[Stored data]
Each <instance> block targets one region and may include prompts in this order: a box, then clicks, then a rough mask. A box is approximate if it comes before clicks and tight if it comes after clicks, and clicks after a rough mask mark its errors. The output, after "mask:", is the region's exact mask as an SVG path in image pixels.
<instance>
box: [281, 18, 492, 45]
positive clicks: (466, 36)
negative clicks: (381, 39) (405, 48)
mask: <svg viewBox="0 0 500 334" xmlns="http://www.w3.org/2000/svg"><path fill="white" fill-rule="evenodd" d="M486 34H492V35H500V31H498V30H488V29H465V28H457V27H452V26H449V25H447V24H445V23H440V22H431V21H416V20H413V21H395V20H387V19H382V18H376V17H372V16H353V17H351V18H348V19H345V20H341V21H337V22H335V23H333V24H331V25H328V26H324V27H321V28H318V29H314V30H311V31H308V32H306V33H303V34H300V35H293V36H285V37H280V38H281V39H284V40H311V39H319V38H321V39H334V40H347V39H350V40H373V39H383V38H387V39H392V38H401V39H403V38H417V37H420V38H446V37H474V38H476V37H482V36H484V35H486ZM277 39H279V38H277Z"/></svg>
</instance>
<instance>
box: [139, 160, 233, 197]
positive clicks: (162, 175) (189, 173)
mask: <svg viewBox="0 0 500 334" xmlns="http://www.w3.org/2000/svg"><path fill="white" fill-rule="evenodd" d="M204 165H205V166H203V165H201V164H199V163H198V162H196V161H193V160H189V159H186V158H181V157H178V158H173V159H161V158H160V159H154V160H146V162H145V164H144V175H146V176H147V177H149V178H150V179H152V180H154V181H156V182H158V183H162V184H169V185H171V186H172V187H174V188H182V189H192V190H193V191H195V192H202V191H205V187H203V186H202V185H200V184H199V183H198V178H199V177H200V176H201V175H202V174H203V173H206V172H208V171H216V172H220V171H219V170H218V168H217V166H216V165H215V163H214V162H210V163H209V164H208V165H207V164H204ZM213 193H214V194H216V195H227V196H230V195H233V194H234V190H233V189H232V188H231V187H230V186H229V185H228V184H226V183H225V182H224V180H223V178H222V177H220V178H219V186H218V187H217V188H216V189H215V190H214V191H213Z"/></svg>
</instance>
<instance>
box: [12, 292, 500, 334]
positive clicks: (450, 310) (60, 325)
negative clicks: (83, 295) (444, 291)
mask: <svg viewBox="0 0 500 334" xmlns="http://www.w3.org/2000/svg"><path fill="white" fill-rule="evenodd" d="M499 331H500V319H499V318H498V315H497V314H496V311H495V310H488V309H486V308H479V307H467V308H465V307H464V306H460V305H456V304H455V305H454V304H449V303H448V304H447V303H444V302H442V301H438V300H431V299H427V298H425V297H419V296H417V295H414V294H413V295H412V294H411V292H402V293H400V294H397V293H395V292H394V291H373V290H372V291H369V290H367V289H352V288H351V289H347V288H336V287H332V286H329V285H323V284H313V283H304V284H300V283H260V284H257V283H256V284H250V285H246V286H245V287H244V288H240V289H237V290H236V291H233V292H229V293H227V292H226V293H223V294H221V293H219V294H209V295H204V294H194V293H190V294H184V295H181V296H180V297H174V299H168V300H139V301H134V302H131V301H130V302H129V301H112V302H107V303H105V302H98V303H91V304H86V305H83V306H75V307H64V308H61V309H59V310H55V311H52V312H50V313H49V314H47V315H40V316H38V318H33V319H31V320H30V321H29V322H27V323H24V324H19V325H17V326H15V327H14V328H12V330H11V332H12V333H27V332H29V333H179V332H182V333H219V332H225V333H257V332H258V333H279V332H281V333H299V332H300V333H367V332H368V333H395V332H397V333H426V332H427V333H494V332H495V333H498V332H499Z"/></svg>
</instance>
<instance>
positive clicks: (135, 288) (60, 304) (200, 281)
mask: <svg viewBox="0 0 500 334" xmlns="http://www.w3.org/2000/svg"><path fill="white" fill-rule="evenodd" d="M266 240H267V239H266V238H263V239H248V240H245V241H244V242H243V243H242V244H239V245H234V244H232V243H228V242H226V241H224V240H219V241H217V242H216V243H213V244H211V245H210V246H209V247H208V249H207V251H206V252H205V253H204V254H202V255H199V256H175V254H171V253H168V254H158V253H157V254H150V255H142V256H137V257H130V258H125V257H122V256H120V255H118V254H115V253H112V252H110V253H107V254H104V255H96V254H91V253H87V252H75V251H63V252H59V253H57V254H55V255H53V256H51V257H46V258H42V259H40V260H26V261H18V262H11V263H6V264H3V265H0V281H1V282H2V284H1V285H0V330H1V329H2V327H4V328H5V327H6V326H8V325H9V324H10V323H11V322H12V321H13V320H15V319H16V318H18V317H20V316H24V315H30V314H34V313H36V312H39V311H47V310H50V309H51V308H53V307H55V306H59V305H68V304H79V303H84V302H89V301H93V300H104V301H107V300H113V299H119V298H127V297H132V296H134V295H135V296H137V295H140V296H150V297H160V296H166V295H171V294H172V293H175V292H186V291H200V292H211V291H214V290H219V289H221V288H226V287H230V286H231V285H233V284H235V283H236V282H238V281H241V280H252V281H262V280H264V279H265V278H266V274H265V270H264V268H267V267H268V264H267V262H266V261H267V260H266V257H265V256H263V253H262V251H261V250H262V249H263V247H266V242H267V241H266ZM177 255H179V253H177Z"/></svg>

■ WHAT THE TASK REQUIRES
Every entry in the data should be returned exactly.

■ SOLUTION FOR THIS TASK
Each <instance> block targets one region and may include prompts in this order: a box, then clicks, then a rough mask. A box is approximate if it comes before clicks and tight if it comes after clicks, and clicks after a rough mask mark its errors. The output, after "mask:", is the region's exact mask as an SVG path in image pixels.
<instance>
box: [281, 18, 492, 45]
positive clicks: (466, 36)
negative clicks: (381, 39) (405, 48)
mask: <svg viewBox="0 0 500 334" xmlns="http://www.w3.org/2000/svg"><path fill="white" fill-rule="evenodd" d="M486 34H492V35H500V31H498V30H488V29H465V28H457V27H452V26H449V25H447V24H445V23H440V22H431V21H416V20H413V21H395V20H387V19H382V18H376V17H372V16H353V17H351V18H348V19H345V20H341V21H337V22H335V23H333V24H331V25H328V26H324V27H321V28H318V29H314V30H311V31H308V32H306V33H303V34H300V35H293V36H285V37H280V38H281V39H284V40H311V39H319V38H321V39H334V40H347V39H350V40H373V39H383V38H387V39H392V38H401V39H403V38H417V37H420V38H446V37H474V38H476V37H482V36H484V35H486ZM277 39H279V38H277Z"/></svg>
</instance>
<instance>
box: [139, 160, 233, 197]
positive clicks: (162, 175) (189, 173)
mask: <svg viewBox="0 0 500 334" xmlns="http://www.w3.org/2000/svg"><path fill="white" fill-rule="evenodd" d="M204 165H205V166H203V165H201V164H199V163H198V162H196V161H193V160H189V159H186V158H181V157H178V158H173V159H161V158H160V159H154V160H146V162H145V164H144V175H146V176H147V177H149V178H150V179H152V180H154V181H156V182H158V183H162V184H169V185H171V186H172V187H174V188H182V189H192V190H193V191H195V192H202V191H205V187H203V186H202V185H200V184H199V183H198V178H199V177H200V176H201V175H202V174H203V173H206V172H208V171H216V172H220V171H219V170H218V168H217V166H216V165H215V163H214V162H210V163H209V164H208V165H207V164H204ZM213 193H214V194H216V195H227V196H230V195H233V194H234V190H233V189H232V188H231V187H230V186H229V185H228V184H226V183H225V182H224V180H223V178H222V177H220V178H219V186H218V187H217V188H216V189H215V190H214V191H213Z"/></svg>
</instance>
<instance>
box: [12, 292, 500, 334]
positive clicks: (450, 310) (60, 325)
negative clicks: (83, 295) (444, 291)
mask: <svg viewBox="0 0 500 334" xmlns="http://www.w3.org/2000/svg"><path fill="white" fill-rule="evenodd" d="M499 331H500V319H499V318H498V315H497V314H496V311H495V310H488V309H486V308H479V307H467V308H465V307H464V306H460V305H456V304H455V305H454V304H449V303H448V304H447V303H444V302H442V301H438V300H431V299H427V298H425V297H419V296H417V295H414V294H413V295H412V294H411V292H402V293H400V294H397V293H395V292H394V291H373V290H372V291H369V290H367V289H352V288H351V289H347V288H336V287H332V286H329V285H323V284H313V283H304V284H300V283H260V284H257V283H256V284H250V285H246V286H245V287H244V288H240V289H237V290H236V291H233V292H229V293H227V292H226V293H223V294H221V293H219V294H209V295H204V294H194V293H190V294H184V295H181V296H180V297H174V299H168V300H139V301H134V302H131V301H130V302H129V301H112V302H107V303H105V302H98V303H91V304H86V305H83V306H75V307H64V308H61V309H59V310H55V311H52V312H50V313H49V314H47V315H40V316H38V318H33V319H31V320H30V321H29V322H27V323H24V324H19V325H17V326H15V327H14V328H12V330H11V332H12V333H27V332H29V333H179V332H182V333H219V332H225V333H257V332H258V333H279V332H281V333H299V332H300V333H367V332H368V333H395V332H397V333H426V332H427V333H494V332H495V333H498V332H499Z"/></svg>
</instance>
<instance>
positive clicks: (135, 288) (60, 304) (200, 281)
mask: <svg viewBox="0 0 500 334" xmlns="http://www.w3.org/2000/svg"><path fill="white" fill-rule="evenodd" d="M266 240H267V239H266V238H263V239H248V240H245V241H244V242H243V243H242V244H239V245H234V244H232V243H228V242H226V241H224V240H219V241H217V242H216V243H213V244H211V245H210V246H209V247H208V249H207V251H206V252H205V253H204V254H202V255H199V256H175V254H171V253H168V254H158V253H157V254H150V255H142V256H137V257H130V258H125V257H122V256H120V255H118V254H115V253H112V252H110V253H107V254H104V255H96V254H91V253H87V252H75V251H63V252H59V253H57V254H55V255H53V256H51V257H46V258H42V259H40V260H26V261H18V262H11V263H6V264H3V265H0V281H1V282H2V284H1V285H0V330H1V329H2V327H4V328H5V327H6V326H8V325H9V324H10V323H11V322H12V321H13V320H15V319H16V318H18V317H20V316H24V315H30V314H34V313H36V312H39V311H47V310H50V309H51V308H53V307H55V306H59V305H68V304H79V303H84V302H89V301H93V300H104V301H107V300H113V299H119V298H127V297H132V296H134V295H135V296H137V295H140V296H150V297H160V296H166V295H171V294H172V293H175V292H186V291H200V292H211V291H214V290H219V289H221V288H226V287H230V286H231V285H233V284H235V283H236V282H238V281H241V280H252V281H262V280H264V279H265V278H266V274H265V270H264V268H267V267H268V264H267V262H266V261H267V260H266V257H265V256H263V253H262V251H261V250H262V249H263V247H266V242H267V241H266ZM177 255H179V253H177Z"/></svg>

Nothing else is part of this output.